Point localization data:
- - - - -

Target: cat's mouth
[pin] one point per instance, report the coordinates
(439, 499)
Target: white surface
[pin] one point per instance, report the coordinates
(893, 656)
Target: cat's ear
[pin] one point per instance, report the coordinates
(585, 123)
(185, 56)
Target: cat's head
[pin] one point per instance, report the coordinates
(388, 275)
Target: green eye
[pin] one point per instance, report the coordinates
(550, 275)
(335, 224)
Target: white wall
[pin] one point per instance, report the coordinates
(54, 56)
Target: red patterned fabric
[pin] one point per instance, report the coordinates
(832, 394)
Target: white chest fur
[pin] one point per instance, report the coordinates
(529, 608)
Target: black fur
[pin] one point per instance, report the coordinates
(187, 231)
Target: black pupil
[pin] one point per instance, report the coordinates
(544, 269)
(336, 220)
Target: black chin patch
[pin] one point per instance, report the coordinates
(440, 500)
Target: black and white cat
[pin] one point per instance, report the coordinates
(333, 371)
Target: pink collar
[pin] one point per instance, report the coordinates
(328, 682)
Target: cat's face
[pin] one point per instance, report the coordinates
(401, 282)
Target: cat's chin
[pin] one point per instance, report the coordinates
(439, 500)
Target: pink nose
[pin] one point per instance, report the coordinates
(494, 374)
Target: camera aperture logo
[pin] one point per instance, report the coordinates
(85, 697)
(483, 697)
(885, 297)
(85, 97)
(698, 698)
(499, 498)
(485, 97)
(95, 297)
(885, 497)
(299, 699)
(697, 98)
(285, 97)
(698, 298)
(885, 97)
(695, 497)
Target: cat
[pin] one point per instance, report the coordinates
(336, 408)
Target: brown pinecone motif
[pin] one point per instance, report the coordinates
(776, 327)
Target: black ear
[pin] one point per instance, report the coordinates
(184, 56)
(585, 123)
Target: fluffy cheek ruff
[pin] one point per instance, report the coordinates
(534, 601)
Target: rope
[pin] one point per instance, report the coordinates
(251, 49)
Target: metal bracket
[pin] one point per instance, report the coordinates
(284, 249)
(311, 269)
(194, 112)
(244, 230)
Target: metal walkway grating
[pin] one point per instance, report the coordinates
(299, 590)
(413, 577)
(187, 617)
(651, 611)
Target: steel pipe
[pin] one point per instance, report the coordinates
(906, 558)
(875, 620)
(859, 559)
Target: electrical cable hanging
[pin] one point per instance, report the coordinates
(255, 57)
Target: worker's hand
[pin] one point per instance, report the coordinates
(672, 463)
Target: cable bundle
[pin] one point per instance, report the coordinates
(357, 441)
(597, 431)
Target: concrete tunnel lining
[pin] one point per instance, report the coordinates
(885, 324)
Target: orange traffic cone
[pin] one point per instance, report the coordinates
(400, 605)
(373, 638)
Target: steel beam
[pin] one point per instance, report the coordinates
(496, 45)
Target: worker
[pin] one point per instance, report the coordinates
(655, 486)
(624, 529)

- - - - -

ABOUT THIS TASK:
Search the data above and return each line in which "black" occurs.

RESPONSE FOR THIS EXERCISE:
Target: black fur
Target: black pupil
Target: black chin patch
Target: black and white cat
Target: black ear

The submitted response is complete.